>> START

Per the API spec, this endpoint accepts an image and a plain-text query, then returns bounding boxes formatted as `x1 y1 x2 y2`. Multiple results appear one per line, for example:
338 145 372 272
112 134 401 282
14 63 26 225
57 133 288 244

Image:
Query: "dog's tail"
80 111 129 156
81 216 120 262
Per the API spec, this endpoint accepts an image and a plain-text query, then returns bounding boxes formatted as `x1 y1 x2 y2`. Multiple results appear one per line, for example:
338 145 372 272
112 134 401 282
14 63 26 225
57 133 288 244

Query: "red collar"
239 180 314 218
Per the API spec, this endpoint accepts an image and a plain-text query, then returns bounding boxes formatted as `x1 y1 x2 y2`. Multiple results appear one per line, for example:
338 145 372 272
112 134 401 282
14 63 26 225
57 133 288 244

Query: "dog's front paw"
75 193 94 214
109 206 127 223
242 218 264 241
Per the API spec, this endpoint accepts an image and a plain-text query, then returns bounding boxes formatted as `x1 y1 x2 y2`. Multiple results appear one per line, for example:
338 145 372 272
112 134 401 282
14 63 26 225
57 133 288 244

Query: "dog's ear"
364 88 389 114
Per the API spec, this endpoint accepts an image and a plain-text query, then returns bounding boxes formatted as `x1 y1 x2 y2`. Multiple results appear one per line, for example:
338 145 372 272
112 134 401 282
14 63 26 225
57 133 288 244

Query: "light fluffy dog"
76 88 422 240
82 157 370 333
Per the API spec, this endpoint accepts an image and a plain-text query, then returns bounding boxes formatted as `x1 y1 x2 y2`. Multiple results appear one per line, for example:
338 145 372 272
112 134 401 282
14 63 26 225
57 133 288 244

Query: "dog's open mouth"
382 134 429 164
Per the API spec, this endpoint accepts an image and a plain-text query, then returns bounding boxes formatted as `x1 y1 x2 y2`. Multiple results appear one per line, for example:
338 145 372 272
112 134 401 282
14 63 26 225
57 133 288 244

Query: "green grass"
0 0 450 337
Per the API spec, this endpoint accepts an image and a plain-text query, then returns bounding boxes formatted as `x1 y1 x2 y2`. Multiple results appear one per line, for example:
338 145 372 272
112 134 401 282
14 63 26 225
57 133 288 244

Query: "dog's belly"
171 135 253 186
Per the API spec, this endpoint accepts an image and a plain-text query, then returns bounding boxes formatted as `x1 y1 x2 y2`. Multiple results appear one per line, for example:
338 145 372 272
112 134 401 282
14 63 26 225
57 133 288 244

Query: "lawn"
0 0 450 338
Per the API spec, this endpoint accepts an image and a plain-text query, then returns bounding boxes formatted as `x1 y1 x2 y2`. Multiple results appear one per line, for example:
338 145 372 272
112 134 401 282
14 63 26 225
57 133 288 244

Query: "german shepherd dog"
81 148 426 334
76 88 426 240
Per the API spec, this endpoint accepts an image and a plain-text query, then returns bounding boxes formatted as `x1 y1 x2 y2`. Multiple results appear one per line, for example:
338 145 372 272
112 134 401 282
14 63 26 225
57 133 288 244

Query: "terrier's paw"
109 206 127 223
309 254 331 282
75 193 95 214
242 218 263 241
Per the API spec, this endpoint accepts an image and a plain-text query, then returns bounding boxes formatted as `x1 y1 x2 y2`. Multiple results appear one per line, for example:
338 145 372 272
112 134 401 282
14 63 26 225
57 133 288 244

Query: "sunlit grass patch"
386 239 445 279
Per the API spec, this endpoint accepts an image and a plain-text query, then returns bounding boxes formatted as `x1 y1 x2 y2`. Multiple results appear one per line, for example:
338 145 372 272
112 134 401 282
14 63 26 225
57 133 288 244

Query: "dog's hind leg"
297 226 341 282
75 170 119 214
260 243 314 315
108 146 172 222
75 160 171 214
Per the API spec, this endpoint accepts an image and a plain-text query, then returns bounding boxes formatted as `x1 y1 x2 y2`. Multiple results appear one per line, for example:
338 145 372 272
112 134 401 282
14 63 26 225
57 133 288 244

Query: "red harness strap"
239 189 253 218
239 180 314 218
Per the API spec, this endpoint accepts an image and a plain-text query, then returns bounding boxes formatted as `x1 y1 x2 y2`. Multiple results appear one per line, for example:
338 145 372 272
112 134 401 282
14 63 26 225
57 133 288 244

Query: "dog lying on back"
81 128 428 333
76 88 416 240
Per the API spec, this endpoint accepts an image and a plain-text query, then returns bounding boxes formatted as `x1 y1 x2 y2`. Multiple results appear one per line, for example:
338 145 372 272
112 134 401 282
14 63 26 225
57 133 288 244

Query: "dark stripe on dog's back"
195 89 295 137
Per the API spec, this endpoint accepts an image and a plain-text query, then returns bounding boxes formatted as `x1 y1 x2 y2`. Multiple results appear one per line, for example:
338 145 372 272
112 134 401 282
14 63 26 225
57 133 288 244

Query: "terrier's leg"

>> END

## TASK STATEMENT
Please copy all of the rows above verbatim, from the first to the last.

## SOLUTION TO THIS PROBLEM
Per the API spec, this endpoint accepts an image and a plain-text query, then returns bounding boxes formatted as `x1 y1 x2 y2`. Multiple results appear one per line, for example:
338 145 372 272
112 134 401 282
14 63 26 225
57 133 288 244

Image:
Query: "dog's tail"
80 111 129 156
81 216 120 262
Per the API spec, this endpoint accepts an image and a plain-text query, then returns bounding boxes formatted as `x1 y1 x2 y2`. Multiple results appear one per line, for example:
338 145 372 272
112 134 401 282
14 63 26 225
57 133 288 244

Query: "red collar"
239 180 314 218
Per the API spec, this endpoint accepts an image and a plain-text query, then returns bounding boxes formatted as `x1 y1 x2 y2`. Multiple results appear one per line, for example:
338 145 372 272
112 134 401 282
14 63 26 225
57 133 288 244

Query: "dog's front paw"
75 193 94 214
109 206 127 223
242 218 264 241
Per the API spec, this endpoint accepts an image and a plain-text query, then returns bounding boxes formatted as `x1 y1 x2 y2`. Multiple results appear one per line, for example:
338 145 372 272
112 134 401 282
14 63 26 225
57 133 288 244

Query: "dog's ear"
364 88 389 114
Per the API spec, this endpoint accepts an image and a plain-text query, then returns bounding boxes formatted as `x1 y1 x2 y2`. Multiple results appear one per line, for example:
338 145 372 272
112 134 401 282
14 63 26 225
57 133 288 244

Query: "light fluffy dog"
76 88 422 240
82 157 370 333
Per the API spec, this endpoint accepts an image and a plain-text query, then returns bounding boxes formatted as `x1 y1 x2 y2`. Multiple results appear one per line, for example:
338 145 372 272
112 134 401 282
14 63 26 225
57 133 288 244

Query: "dog's open mouth"
382 134 429 164
Per the API spec, this endpoint accepts an image and a plain-text query, then returns bounding boxes formatted as `x1 y1 x2 y2`. Multiple results appear one per line, for example:
338 145 372 272
112 134 401 282
14 63 26 225
57 133 288 244

Query: "green grass"
0 0 450 337
Per the API spec, this endpoint accepts an image and a plain-text query, then returns bounding boxes formatted as `x1 y1 x2 y2`. Multiple results appear one per line, for example:
338 145 372 272
112 134 401 282
14 63 26 225
57 133 288 244

Query: "dog's belly"
171 135 253 186
Per the API spec, this endpoint accepts an image and a plain-text query, then returns bounding boxes formatted as `x1 y1 x2 y2`. Multiple results appear one per line, for example:
338 145 372 272
112 134 401 282
14 63 26 225
57 133 288 244

Query: "lawn"
0 0 450 338
Per the API spec, this endpoint accepts an image and a plain-text query, then returns bounding boxes formatted as `x1 y1 x2 y2`. Multiple results appear one per line, for example:
338 145 372 272
112 134 401 282
14 63 26 225
57 133 288 244

Query: "german shepherd dog"
81 148 426 334
76 88 426 240
Per the API spec, this endpoint accepts an image and a plain-text query, then returns bounding boxes formatted as `x1 y1 x2 y2`. Multiple results appear one per line, for example:
338 145 372 272
112 134 401 282
14 63 26 225
57 133 288 244

Query: "terrier's paw"
109 206 127 223
309 254 331 282
75 193 95 214
242 218 263 241
Per the API spec, this endpoint accepts an image and a plain-text query, then returns bounding boxes formatted as `x1 y1 x2 y2`. Multiple results appear one per line, for example:
338 145 372 272
112 134 401 282
14 63 26 225
57 133 288 244

Query: "sunlit grass patch"
386 239 445 279
Per the API spec, this endpoint accepts an image and a plain-text query, then returns bounding boxes formatted as `x1 y1 x2 y2`. Multiple results appear one per line, for example:
338 145 372 272
112 134 401 282
14 63 26 225
57 133 288 244

Query: "dog's hind leg"
297 226 341 282
75 170 119 214
260 243 314 315
108 146 172 222
75 160 171 214
Per the API spec, this endpoint accepts an image and a plain-text query, then returns bounding boxes formatted as `x1 y1 x2 y2`. Multiple results appear one per line, for example:
338 145 372 272
112 134 401 282
14 63 26 225
57 133 288 244

Query: "red harness strap"
239 189 253 218
239 180 314 218
Per the API spec, this endpoint accepts an image and a plain-text query, then returns bounding boxes formatted as `x1 y1 x2 y2`. Multiple results appear one per line, for example:
338 145 372 272
112 134 401 282
14 63 26 225
57 133 288 244

Query: "dog lying on back"
81 128 428 333
76 88 416 240
Per the API spec, this endpoint accepts an image and a plain-text query, then returns bounding boxes formatted as `x1 y1 x2 y2`. Multiple results appear one per line, for example:
338 145 372 272
112 134 401 282
14 63 26 225
57 133 288 244

Query: "dark stripe on dog's back"
195 89 295 137
Per the API spec, this endpoint accepts an image and a plain-text query, then returns bounding boxes formatted as `x1 y1 x2 y2`. Multiple results appear one per line, for example:
338 145 372 272
112 134 401 282
14 63 26 225
57 133 288 244

Query: "terrier's leg"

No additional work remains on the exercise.